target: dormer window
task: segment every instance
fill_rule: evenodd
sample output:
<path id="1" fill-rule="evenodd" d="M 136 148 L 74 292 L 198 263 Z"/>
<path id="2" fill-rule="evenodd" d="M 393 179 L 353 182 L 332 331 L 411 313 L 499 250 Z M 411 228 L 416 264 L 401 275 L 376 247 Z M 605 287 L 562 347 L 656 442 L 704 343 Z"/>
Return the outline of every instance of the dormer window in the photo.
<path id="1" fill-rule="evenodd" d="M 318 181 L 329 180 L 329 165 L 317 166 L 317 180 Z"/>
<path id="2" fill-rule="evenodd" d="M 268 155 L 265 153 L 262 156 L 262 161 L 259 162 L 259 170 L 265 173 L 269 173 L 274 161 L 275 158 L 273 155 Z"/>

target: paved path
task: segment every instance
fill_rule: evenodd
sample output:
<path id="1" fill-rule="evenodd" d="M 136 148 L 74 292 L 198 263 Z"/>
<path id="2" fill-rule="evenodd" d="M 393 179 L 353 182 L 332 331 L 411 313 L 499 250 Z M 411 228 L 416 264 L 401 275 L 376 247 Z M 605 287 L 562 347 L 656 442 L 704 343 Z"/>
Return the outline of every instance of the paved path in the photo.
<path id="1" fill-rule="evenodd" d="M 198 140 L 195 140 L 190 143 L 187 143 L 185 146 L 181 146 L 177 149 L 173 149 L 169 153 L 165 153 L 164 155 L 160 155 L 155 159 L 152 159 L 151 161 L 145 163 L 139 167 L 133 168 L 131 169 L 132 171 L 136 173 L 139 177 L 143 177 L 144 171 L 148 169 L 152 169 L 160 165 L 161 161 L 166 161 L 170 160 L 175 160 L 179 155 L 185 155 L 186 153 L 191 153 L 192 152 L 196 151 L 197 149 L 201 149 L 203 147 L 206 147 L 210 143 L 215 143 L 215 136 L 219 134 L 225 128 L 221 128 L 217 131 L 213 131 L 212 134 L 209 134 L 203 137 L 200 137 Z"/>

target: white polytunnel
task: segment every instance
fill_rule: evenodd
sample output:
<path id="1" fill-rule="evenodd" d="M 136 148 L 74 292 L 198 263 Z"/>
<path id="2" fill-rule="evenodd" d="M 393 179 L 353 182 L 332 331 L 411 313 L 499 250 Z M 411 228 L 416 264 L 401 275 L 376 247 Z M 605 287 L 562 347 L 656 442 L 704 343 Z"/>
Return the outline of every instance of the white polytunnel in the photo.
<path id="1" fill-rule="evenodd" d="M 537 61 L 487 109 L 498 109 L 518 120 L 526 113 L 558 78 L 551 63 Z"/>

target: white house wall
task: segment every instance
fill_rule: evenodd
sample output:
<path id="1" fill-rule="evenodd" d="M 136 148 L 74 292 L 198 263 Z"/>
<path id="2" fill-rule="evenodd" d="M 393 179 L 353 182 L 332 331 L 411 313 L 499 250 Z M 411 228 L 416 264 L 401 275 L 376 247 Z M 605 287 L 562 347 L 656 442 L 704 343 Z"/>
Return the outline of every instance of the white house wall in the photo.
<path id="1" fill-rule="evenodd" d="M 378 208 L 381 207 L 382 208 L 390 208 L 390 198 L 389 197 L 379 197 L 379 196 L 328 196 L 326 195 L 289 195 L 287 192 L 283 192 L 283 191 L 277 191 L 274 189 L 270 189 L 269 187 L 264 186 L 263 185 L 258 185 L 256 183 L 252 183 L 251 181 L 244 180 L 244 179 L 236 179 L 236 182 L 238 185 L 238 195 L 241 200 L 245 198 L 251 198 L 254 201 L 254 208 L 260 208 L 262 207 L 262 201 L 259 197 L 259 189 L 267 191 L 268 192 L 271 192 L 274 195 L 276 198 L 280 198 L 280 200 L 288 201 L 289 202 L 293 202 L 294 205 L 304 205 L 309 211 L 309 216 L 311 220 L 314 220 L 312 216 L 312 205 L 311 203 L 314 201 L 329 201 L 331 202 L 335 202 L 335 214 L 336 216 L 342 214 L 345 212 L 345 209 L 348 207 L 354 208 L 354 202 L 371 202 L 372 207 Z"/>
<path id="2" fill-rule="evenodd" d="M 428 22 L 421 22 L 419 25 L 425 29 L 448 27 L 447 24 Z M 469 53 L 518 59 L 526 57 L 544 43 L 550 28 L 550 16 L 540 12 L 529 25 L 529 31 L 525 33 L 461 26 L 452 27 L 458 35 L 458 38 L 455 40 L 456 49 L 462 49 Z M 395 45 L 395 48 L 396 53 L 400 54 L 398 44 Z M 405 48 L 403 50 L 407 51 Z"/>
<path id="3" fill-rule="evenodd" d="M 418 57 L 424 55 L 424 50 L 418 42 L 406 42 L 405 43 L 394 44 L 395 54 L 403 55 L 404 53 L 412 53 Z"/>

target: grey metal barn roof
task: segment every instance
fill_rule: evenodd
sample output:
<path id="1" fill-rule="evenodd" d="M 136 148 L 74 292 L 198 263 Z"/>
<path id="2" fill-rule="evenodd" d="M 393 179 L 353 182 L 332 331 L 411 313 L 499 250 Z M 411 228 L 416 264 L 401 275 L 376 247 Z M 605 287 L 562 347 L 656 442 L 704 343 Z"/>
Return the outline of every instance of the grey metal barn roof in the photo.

WORK INSTRUCTIONS:
Extract all of the entries above line by line, keeping every character unchanged.

WORKED ANSWER:
target: dormer window
task: segment every instance
fill_rule: evenodd
sample output:
<path id="1" fill-rule="evenodd" d="M 136 148 L 74 292 L 198 263 Z"/>
<path id="2" fill-rule="evenodd" d="M 393 179 L 353 182 L 332 331 L 411 313 L 499 250 Z M 411 228 L 416 264 L 401 275 L 376 247 Z M 605 287 L 562 347 L 656 442 L 704 343 Z"/>
Return the outline of every instance of the dormer window in the photo.
<path id="1" fill-rule="evenodd" d="M 318 181 L 329 180 L 329 165 L 317 166 L 317 180 Z"/>
<path id="2" fill-rule="evenodd" d="M 268 155 L 265 153 L 262 156 L 262 161 L 259 162 L 259 170 L 265 173 L 269 173 L 274 161 L 275 158 L 273 155 Z"/>

target: paved path
task: segment every instance
fill_rule: evenodd
sample output:
<path id="1" fill-rule="evenodd" d="M 136 148 L 74 292 L 198 263 Z"/>
<path id="2" fill-rule="evenodd" d="M 393 179 L 353 182 L 332 331 L 411 313 L 499 250 Z M 411 228 L 416 264 L 401 275 L 376 247 Z M 605 287 L 562 347 L 656 442 L 704 343 Z"/>
Return the outline of every instance of the paved path in the photo.
<path id="1" fill-rule="evenodd" d="M 198 140 L 195 140 L 190 143 L 187 143 L 185 146 L 181 146 L 177 149 L 173 149 L 169 153 L 165 153 L 164 155 L 160 155 L 155 159 L 152 159 L 151 161 L 145 163 L 139 167 L 133 168 L 131 169 L 132 171 L 136 173 L 139 177 L 143 177 L 144 171 L 148 169 L 152 169 L 160 165 L 161 161 L 166 161 L 170 160 L 175 160 L 179 155 L 185 155 L 186 153 L 191 153 L 192 152 L 196 151 L 197 149 L 201 149 L 203 147 L 206 147 L 210 143 L 215 143 L 215 136 L 219 134 L 225 128 L 221 128 L 217 131 L 213 131 L 212 134 L 209 134 L 203 137 L 200 137 Z"/>

target: white polytunnel
task: segment every instance
fill_rule: evenodd
sample output:
<path id="1" fill-rule="evenodd" d="M 136 148 L 74 292 L 198 263 Z"/>
<path id="2" fill-rule="evenodd" d="M 393 179 L 353 182 L 332 331 L 411 313 L 499 250 Z M 411 228 L 416 264 L 401 275 L 376 247 Z M 605 287 L 562 347 L 656 442 L 704 343 Z"/>
Return the outline of every instance of the white polytunnel in the photo.
<path id="1" fill-rule="evenodd" d="M 537 61 L 487 109 L 498 109 L 518 120 L 526 113 L 558 78 L 551 63 Z"/>

target: white house wall
task: segment every instance
fill_rule: evenodd
sample output:
<path id="1" fill-rule="evenodd" d="M 136 148 L 74 292 L 198 263 Z"/>
<path id="2" fill-rule="evenodd" d="M 393 179 L 353 182 L 332 331 L 411 313 L 499 250 Z M 411 228 L 416 264 L 401 275 L 376 247 Z M 605 287 L 562 347 L 656 442 L 704 343 Z"/>
Return the outline of every instance of the white house wall in the photo.
<path id="1" fill-rule="evenodd" d="M 378 208 L 381 207 L 382 208 L 390 208 L 390 198 L 389 197 L 379 197 L 379 196 L 328 196 L 326 195 L 289 195 L 287 192 L 283 192 L 283 191 L 277 191 L 274 189 L 270 189 L 269 187 L 264 186 L 263 185 L 258 185 L 256 183 L 252 183 L 251 181 L 244 180 L 244 179 L 236 179 L 236 182 L 238 185 L 238 195 L 241 200 L 245 198 L 251 198 L 254 201 L 254 208 L 260 208 L 262 207 L 262 201 L 259 197 L 259 189 L 267 191 L 268 192 L 271 192 L 274 195 L 276 198 L 280 198 L 280 200 L 288 201 L 289 202 L 293 202 L 294 205 L 304 205 L 309 211 L 309 216 L 311 220 L 314 220 L 312 216 L 312 205 L 311 203 L 314 201 L 329 201 L 331 202 L 335 202 L 335 214 L 336 216 L 342 214 L 345 212 L 345 209 L 348 207 L 354 208 L 354 202 L 371 202 L 372 207 Z"/>
<path id="2" fill-rule="evenodd" d="M 428 22 L 421 22 L 419 25 L 425 29 L 448 27 L 447 24 Z M 469 53 L 518 59 L 526 57 L 544 43 L 550 28 L 550 16 L 540 12 L 529 25 L 529 31 L 525 33 L 461 26 L 452 27 L 458 35 L 458 38 L 455 40 L 456 49 L 462 49 Z M 395 45 L 395 48 L 396 53 L 400 54 L 398 44 Z M 405 48 L 403 50 L 407 51 Z"/>
<path id="3" fill-rule="evenodd" d="M 418 57 L 424 55 L 424 50 L 418 42 L 406 42 L 405 43 L 394 44 L 395 54 L 403 55 L 404 53 L 412 53 Z"/>

target: grey metal barn roof
task: segment every instance
fill_rule: evenodd
sample output:
<path id="1" fill-rule="evenodd" d="M 136 148 L 74 292 L 198 263 Z"/>
<path id="2" fill-rule="evenodd" d="M 393 179 L 353 182 L 332 331 L 411 313 L 499 250 Z M 411 228 L 416 264 L 401 275 L 376 247 Z M 605 287 L 562 347 L 656 442 L 704 343 Z"/>
Return the outline of every instance of the grey metal barn roof in the photo.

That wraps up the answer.